_INSTRUCTIONS FOR THE TASK_. Repeat the part of the RAM wrapper tutorial below from "The object classes" to "in the image.", word for word.

--- SELECTED PASSAGE Enclosed Below ---

To use pollen-vision's RAM wrapper, you just need to provide a description file. We provided a description file with a few basic objects if you want to try with it.

In [None]:
wrapper = RAM_wrapper(objects_descriptions_filename="example_objects_descriptions")

## Import example image

Here we will take one test image of the project where Reachy tries to serve a croissant, a French pastry made from puff pastry in a crescent shape, yummy! 🥐

 We will use an image from the [reachy-doing-things image dataset](https://huggingface.co/datasets/pollen-robotics/reachy-doing-things) available on Hugging Face. In this dataset, we captured images from an egocentric view of Reachy doing manipulation tasks while being teleoperated.

Feel fry to try the object detection with your own image instead!

In [None]:
from datasets import load_dataset

dataset = load_dataset("pollen-robotics/reachy-doing-things", split="train")

In [None]:
img = dataset[0]["image"]
img

The object classes that RAM can tag with the configuration file that you provided at the instanciation of the master can be checked with the *open_set_categories* attribute.

In [None]:
print(wrapper.open_set_categories)

Let's run RAM to check what objects in its open set it can tag in the image.

In [None]:
wrapper.infer(np.array(img))

So here, based on the objects our current RAM wrapper can tag, only two objects are considered to be in the frame: a humanoid robot and some chairs. But what if we want our wrapper to tag whether a croissant is in the image or not (to start a croissant grasping task for example)? 

## Generate a new description file

You can easily generate a new description file using pollen-vision with other objects that you want to tag. This file can then be used by the RAM wrapper.

In [None]:
from pollen_vision.vision_models.object_detection import ObjectDescriptionGenerator

💡 Please note that you will need an OpenAI API key for this as the generator uses the GPT 3.5 model to perform the generation.
By default the ObjectDetectionGenerator object looks at init for the API key defined with the **OPENAI_API_KEY** environment variable. If you prefer, you can just pass your API key as argument of the init with the *api_key* argument.

If you're working on Colab, you will need to pass your OPENAI api key.

--- End of Enclosed SELECTED PASSAGE ---
--- SUPPLIED ENTRIES Enclosed Below ---

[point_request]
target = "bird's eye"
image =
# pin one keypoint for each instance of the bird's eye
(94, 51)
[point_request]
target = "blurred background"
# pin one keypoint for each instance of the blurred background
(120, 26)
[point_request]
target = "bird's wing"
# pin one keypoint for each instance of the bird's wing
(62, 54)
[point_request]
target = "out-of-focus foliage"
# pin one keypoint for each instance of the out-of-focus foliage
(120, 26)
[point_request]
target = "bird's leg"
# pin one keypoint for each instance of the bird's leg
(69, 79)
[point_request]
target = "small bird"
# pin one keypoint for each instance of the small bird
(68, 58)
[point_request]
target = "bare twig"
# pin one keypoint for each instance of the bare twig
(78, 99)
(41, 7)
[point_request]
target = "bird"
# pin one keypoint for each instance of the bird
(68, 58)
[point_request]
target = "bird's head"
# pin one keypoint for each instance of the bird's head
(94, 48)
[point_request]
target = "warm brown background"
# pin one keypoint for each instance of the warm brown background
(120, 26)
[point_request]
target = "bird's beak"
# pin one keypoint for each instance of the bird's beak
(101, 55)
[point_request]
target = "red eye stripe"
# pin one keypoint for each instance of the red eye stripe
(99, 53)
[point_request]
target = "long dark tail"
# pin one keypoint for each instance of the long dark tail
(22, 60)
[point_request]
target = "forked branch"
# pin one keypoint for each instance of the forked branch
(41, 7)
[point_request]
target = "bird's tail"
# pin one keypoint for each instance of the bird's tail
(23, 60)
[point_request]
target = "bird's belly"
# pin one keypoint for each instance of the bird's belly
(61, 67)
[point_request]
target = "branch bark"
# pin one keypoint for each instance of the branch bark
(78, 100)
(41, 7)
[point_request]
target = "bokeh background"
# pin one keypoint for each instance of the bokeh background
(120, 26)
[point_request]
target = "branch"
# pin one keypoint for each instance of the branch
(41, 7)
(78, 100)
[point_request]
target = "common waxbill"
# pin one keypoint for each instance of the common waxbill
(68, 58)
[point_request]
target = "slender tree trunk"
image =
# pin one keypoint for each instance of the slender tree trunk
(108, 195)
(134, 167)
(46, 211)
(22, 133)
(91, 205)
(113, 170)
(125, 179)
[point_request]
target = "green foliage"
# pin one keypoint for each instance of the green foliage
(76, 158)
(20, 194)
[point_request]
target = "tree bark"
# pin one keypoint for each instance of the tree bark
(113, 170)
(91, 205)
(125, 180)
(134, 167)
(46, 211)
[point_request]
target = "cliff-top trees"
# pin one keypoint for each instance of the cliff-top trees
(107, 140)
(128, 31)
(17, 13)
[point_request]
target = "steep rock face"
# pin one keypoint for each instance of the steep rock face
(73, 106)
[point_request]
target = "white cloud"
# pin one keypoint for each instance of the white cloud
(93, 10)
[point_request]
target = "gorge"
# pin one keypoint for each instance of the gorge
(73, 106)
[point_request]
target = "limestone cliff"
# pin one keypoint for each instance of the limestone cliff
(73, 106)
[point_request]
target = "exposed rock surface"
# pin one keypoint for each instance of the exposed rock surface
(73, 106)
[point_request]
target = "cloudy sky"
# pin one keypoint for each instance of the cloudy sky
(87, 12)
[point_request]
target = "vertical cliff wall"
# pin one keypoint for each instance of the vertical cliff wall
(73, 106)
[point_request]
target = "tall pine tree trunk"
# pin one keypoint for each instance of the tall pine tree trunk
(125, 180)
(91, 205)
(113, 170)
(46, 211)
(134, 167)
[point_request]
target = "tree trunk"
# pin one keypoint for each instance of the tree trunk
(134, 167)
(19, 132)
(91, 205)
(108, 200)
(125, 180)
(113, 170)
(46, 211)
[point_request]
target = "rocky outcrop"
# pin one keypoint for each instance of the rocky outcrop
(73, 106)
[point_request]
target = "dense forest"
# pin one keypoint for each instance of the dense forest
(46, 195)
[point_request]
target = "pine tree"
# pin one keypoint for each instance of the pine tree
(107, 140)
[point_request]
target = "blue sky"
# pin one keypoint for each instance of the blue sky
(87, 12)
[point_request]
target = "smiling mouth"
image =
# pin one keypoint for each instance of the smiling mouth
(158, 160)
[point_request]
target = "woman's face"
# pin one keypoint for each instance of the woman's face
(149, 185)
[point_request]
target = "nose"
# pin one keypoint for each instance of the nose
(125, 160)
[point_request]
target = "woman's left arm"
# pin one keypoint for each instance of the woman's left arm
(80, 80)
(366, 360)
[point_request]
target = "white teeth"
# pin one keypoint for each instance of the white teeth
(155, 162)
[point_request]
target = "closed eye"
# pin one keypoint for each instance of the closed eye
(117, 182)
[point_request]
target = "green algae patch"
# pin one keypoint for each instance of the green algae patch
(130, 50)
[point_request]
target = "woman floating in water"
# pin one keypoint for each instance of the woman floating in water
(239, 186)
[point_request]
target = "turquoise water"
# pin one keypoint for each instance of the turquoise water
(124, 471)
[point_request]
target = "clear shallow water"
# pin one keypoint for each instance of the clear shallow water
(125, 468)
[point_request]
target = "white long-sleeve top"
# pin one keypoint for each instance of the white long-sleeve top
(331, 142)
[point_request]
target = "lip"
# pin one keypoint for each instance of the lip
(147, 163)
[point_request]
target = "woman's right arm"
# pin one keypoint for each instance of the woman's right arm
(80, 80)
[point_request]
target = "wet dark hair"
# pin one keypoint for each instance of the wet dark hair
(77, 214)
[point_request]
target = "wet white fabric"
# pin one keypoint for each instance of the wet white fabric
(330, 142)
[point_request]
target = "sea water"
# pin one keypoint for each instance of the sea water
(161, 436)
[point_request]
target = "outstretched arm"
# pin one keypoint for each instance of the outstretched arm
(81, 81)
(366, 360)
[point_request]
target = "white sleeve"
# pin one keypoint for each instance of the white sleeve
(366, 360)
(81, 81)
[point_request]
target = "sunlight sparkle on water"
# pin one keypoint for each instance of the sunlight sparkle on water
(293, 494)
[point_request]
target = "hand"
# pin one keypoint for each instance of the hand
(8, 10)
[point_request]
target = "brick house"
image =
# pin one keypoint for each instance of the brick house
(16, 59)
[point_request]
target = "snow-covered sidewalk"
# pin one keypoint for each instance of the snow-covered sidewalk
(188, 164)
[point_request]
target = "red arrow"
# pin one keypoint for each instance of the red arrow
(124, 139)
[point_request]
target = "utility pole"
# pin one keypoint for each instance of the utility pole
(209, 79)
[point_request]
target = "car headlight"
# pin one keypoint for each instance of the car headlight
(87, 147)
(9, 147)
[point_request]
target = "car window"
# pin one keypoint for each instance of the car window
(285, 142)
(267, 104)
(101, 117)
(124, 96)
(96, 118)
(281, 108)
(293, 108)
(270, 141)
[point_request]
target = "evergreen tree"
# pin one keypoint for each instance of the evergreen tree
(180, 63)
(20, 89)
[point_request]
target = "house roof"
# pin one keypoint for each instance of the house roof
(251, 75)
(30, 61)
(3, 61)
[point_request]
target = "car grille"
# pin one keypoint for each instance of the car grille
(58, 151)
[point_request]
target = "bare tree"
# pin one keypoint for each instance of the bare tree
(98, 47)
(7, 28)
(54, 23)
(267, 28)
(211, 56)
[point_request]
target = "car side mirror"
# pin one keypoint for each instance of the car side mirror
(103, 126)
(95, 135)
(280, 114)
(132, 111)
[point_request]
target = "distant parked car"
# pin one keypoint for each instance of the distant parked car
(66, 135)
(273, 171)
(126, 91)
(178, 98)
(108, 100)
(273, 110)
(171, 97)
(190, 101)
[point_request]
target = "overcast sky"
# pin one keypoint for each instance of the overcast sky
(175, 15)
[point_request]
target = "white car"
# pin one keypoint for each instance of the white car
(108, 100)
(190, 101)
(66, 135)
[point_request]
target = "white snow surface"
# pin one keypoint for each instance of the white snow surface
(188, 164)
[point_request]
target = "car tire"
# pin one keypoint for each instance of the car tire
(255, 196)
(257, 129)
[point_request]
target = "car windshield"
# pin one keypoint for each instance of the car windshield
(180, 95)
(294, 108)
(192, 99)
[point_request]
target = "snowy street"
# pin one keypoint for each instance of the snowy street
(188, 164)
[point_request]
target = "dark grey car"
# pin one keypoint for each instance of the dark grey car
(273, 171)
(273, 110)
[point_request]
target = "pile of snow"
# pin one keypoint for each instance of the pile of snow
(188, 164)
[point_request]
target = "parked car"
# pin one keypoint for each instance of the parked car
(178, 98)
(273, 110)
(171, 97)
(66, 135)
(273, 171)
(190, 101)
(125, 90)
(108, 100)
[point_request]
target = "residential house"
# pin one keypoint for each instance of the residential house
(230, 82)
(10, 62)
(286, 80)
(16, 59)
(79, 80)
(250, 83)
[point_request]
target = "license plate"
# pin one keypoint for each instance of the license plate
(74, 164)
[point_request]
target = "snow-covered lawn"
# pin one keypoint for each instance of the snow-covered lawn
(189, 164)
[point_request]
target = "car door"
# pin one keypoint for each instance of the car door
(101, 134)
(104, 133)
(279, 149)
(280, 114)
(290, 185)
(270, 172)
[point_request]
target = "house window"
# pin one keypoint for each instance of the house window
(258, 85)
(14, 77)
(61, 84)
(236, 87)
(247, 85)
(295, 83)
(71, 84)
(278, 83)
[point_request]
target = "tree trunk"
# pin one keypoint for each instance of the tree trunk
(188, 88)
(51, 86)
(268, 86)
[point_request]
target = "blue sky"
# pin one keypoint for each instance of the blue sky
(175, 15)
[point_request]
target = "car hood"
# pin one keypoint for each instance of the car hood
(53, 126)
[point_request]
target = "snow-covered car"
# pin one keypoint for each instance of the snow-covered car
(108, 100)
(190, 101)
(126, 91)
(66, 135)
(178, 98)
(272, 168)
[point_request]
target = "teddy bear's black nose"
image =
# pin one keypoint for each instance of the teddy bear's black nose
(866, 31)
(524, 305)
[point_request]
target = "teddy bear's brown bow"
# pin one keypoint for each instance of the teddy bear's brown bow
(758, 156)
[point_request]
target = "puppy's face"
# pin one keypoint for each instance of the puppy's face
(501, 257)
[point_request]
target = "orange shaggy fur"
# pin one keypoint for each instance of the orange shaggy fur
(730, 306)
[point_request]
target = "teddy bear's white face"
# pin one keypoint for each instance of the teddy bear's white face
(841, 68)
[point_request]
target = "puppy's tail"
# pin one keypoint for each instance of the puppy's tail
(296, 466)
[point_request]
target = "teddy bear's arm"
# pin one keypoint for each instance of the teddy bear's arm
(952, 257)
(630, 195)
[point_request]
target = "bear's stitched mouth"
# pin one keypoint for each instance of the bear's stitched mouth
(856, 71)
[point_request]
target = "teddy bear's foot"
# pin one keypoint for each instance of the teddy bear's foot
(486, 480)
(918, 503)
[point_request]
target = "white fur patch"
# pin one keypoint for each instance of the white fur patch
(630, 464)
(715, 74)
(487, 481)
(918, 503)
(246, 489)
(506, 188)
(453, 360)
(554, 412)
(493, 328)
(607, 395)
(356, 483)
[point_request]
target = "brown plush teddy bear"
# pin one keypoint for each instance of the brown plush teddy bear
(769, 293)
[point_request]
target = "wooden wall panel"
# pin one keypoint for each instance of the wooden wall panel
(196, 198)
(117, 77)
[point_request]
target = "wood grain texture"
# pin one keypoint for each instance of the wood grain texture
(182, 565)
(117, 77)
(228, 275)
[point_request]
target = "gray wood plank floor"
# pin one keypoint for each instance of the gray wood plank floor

--- End of Enclosed SUPPLIED ENTRIES ---

_SOLUTION TO THE EXERCISE_.
The object classes that RAM can tag with the configuration file that you provided at the instanciation of the master can be checked with the *open_set_categories* attribute.

In [None]:
print(wrapper.open_set_categories)

Let's run RAM to check what objects in its open set it can tag in the image.